Dataset entries
(begin)

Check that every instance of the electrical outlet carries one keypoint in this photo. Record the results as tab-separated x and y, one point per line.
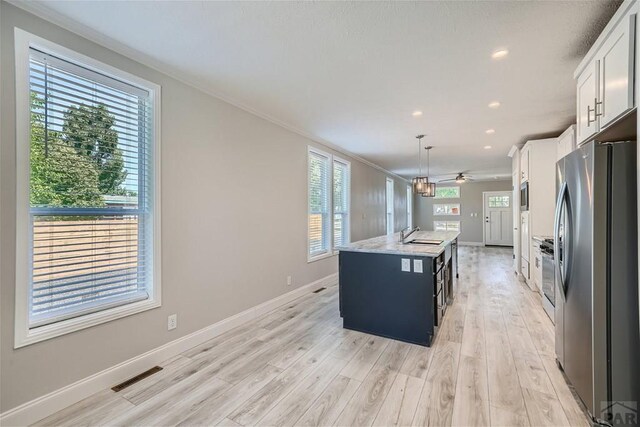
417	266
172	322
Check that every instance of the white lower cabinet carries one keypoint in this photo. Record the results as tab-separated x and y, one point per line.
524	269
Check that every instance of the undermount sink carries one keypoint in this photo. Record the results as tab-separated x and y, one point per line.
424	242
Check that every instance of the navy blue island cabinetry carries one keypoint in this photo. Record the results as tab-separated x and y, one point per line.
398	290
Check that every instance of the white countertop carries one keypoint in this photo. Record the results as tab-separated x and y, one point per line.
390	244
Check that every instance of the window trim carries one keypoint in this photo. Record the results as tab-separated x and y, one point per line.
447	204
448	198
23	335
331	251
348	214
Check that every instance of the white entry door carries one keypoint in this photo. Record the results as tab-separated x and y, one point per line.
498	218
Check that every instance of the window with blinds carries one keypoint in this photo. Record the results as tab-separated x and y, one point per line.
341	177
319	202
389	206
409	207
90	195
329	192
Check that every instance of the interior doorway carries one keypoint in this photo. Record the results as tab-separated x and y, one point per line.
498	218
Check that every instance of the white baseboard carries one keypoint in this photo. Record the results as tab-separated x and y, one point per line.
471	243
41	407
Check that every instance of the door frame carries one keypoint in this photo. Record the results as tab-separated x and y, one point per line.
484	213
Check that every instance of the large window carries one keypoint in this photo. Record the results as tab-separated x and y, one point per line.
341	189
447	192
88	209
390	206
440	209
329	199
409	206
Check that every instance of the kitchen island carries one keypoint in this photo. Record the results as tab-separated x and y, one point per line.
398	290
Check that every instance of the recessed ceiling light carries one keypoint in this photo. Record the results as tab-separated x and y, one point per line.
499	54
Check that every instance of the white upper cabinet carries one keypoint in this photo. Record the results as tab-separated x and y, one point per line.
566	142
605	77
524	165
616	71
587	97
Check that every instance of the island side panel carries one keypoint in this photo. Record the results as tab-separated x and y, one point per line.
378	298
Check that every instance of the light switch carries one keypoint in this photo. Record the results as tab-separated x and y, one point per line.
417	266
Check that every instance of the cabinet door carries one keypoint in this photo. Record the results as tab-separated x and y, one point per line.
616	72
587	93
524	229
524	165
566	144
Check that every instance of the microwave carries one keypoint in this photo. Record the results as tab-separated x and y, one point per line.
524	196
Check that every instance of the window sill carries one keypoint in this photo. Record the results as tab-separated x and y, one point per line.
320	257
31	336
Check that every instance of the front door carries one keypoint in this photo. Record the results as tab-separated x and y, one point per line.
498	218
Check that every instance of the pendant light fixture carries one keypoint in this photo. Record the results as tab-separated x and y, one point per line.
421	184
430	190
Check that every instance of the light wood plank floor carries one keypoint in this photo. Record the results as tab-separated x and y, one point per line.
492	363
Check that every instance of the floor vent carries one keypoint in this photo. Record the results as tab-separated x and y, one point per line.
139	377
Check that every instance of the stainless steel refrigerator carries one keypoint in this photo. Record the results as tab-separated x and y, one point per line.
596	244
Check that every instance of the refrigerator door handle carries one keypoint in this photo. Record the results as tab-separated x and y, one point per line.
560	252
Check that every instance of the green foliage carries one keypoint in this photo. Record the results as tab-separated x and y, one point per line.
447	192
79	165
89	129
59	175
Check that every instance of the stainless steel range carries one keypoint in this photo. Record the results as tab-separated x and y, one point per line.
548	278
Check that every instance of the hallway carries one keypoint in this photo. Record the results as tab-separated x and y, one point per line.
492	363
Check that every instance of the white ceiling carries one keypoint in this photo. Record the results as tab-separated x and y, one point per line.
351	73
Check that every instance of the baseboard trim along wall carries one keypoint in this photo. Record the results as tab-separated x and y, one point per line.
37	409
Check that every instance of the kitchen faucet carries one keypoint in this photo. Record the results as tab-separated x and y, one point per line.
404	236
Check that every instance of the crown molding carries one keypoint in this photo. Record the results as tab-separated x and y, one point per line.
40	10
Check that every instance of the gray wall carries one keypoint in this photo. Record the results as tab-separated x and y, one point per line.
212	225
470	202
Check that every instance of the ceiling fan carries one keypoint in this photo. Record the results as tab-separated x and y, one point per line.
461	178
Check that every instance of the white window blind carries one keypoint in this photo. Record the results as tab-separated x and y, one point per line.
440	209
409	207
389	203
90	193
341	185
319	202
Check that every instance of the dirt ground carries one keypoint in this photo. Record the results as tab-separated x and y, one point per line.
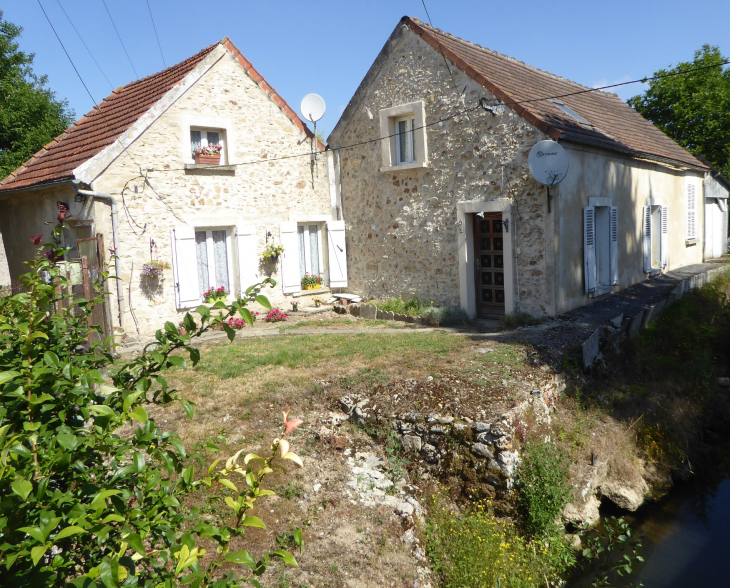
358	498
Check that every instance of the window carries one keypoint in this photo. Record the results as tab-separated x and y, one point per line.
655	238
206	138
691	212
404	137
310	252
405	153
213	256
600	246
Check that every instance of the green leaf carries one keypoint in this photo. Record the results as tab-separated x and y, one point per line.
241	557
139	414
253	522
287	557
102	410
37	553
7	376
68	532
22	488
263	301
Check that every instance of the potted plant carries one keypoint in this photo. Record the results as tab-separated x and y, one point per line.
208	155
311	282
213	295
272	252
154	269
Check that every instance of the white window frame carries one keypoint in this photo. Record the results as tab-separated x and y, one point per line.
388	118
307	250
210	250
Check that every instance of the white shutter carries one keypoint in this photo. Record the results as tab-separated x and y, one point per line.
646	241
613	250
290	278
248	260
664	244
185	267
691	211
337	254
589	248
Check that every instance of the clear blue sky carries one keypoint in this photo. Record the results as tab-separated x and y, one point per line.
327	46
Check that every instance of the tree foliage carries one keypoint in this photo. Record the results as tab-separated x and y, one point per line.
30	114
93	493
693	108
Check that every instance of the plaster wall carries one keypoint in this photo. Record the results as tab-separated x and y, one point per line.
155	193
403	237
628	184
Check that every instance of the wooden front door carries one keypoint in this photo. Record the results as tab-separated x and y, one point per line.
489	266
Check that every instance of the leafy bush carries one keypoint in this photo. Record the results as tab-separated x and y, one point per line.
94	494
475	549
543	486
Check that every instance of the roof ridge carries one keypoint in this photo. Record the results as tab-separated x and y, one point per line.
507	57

(end)

**TASK DETAILS**
Can you reproduce all of the records above word for word, leaving out the pictures?

**SOLVED EXERCISE**
Check that every instance of the electrical outlet carries one keypoint in this photo. Record the results as tab-separated x and y, one point per line.
417	266
172	322
Check that every instance of the white lower cabinet carries one keypoint in this photo. Record the results as tab-separated x and y, one point per line.
524	269
Check that every instance of the undermount sink carries one keypoint in this photo. Record the results as tab-separated x and y, one point per line.
424	242
Check that every instance of the navy blue island cabinetry carries one keypoint in this photo. Record the results as tab-separated x and y, one point per line.
398	290
Check that every instance of the white countertop carries one keypoint in this photo. Record the results as tab-separated x and y, one point per line.
390	244
Check that every instance of the window trim carries one keypoint in this photo. Record the results as tab-separated x and y, one point per line.
447	204
448	198
23	335
331	251
348	214
Check that every instance of the white entry door carries one keypoint in this photo. Record the results as tab-separated x and y, one point per line.
498	218
Check that every instance of the window with blinds carries one keypoint in this photo. Record the results as tab-separated x and y, one point per line.
341	177
319	202
389	206
409	207
90	195
329	192
Check that every instance of the interior doorway carries one keypoint in this photo. Record the results as tab-separated x and y, one point per line.
498	218
Check that every instance of the white baseboard carries one keypoint in this photo. Record the results as tab-separated x and y, one point per line.
471	243
41	407
Check that every instance of the door frame carries one keypoint in this photo. Record the results as tab-separated x and y, one point per line.
484	213
Check that every instance of the large window carries one keypoint in this photo. Record the results as tab-separated x and y, one point per line.
341	189
447	192
88	209
390	206
440	209
329	199
409	206
Check that every instance of the kitchen island carries one keypoint in this photo. Record the results as tab-separated x and y, one point per line.
398	290
Check that every instance of the recessed ceiling light carries one keypoint in this photo. Record the results as tab-separated x and y, one point per line.
499	54
Check that every instance of the white upper cabinet carries one keypoint in this photo. Record the results as tab-separated x and y, one point per line.
566	142
605	77
524	165
616	71
587	97
Check that every instance of the island side panel carries one keypoint in this photo. Record the results as tab-separated x and y, one point per line.
378	298
Check that every instance of the light switch carries one keypoint in this photo. Record the results as tab-separated x and y, one point per line.
417	266
Check that every instance of the cabinet door carries one keypoint in this photo. Record the results as tab-separated x and y, one point per line.
616	72
587	93
524	229
524	165
566	144
Check that every instance of the microwave carries one keypoint in this photo. Record the results as tab-separated x and y, one point per line.
524	196
Check that every instance of the window sill carries one keypoint in this photo. Record the results as tab-separated x and y, one point per line.
320	257
31	336
Check that every instance of the front door carries one keypoint in this photo. Record the results as tab-separated x and y, one point per line.
498	218
Check that every instance of the pendant light fixture carries one keypoint in this photo. Record the results as tab-separated x and y, one point per line.
421	184
430	190
Check that every instance of the light wood plank floor carries one keypoint in this photo. Record the results as tab-separated x and y, one point per line.
492	363
Check that every instance of the floor vent carries one keypoint in this photo. Record the results as tab-separated x and y, one point per line.
139	377
Check that every instance of the stainless steel refrigerator carries one keypoint in this photo. Record the results as tab-separated x and y, one point per line.
596	244
Check that every instance of the refrigerator door handle carries one keypoint in this photo. Record the results as tab-separated x and y, one point per line.
560	252
Check that every instance of the green foliage carries one keypoint in this photo. Record the results as tab-separated x and y, one point per line.
447	192
79	165
89	129
59	175
Check that every instance of the stainless steel range carries one keypoint in this photo. Record the results as tab-separated x and y, one point per line.
548	278
Check that every instance of the hallway carries one keypoint in this photo. Record the results as tab-separated x and y, one point per line.
492	363
Check that every instance of the white ceiling carries one keypoint in this photo. Record the results as tab-separated x and y, one point per line.
351	73
Check that every instance of the baseboard trim along wall carries one keypoint in this photo. Record the results as tab-separated x and y, one point per line.
37	409
Check that every instance of the kitchen faucet carries one keypoint in this photo. Record the results as tab-separated x and y, one point per line.
404	236
Check that every instance of the crown molding carries one keypoint in this photo. Record the results as tab-separated x and y, one point per line.
40	10
Check that every instance of the gray wall carries one keypoint in this photo. Record the results as tab-separated x and y, one point per line.
212	225
470	202
Check that every instance of the ceiling fan carries one keypoint in this photo. Record the results as tab-separated x and y, one point per line.
461	178
Check that every instance of the white window blind carries one keypoint in this photo. Record the results as tab-separated x and y, one point per line.
440	209
409	207
389	203
90	193
341	185
319	202
Check that every instance of the dirt ground carries one keypoint in this photo. Record the results as tab-separated x and y, one point per line.
358	498
Check that every instance of the window carries one keypoint in this photo. Record the results as tab-separated x and y, one point per line.
655	238
206	138
691	212
404	137
310	252
405	153
213	256
600	246
Check that every instance of the green leaf carries one keypoint in this photo. Record the results as tab-separated x and y, one point per line.
241	557
139	414
253	522
287	557
102	410
37	553
7	376
68	532
22	488
263	301
Check that every instance of the potted plant carries one keypoint in this photo. Record the results as tab-separated x and y, one point per line.
208	155
311	282
213	295
272	252
154	269
Check that every instance of the white window frame carries one keypoint in this photo. Record the results as tab-separated x and y, one point per line.
388	118
307	250
210	250
Check that every instance of the white shutter carries one keypoint in this photo. Record the results as tab-separated x and y, one point per line.
646	241
613	250
290	278
248	260
664	244
185	267
691	211
337	254
589	248
Check that every instance of the clear blue sky carries one keypoint in this photo. Record the results as tab-separated x and y, one point per line.
327	46
Check that every instance of the tree foliage carries one keypoint in this photo. Record the results as tab-separated x and y, one point per line.
30	114
93	493
693	108
Check that every instance of the plaster wall carries one keypoint in this photo. Record the results as tab-separated x and y, one point per line.
155	193
403	237
628	184
Check that every instance of the wooden front door carries one keypoint in this photo. Record the results as tab-separated x and y, one point per line.
489	266
Check that every instance of the leafy bush carries one keypoint in this photo. Record the results as tab-separated x and y, one point per line.
94	494
475	549
543	486
Check that every instance of the roof ridge carries one keypoint in this photo. Record the results as tab-separated x and y, one point per line.
507	57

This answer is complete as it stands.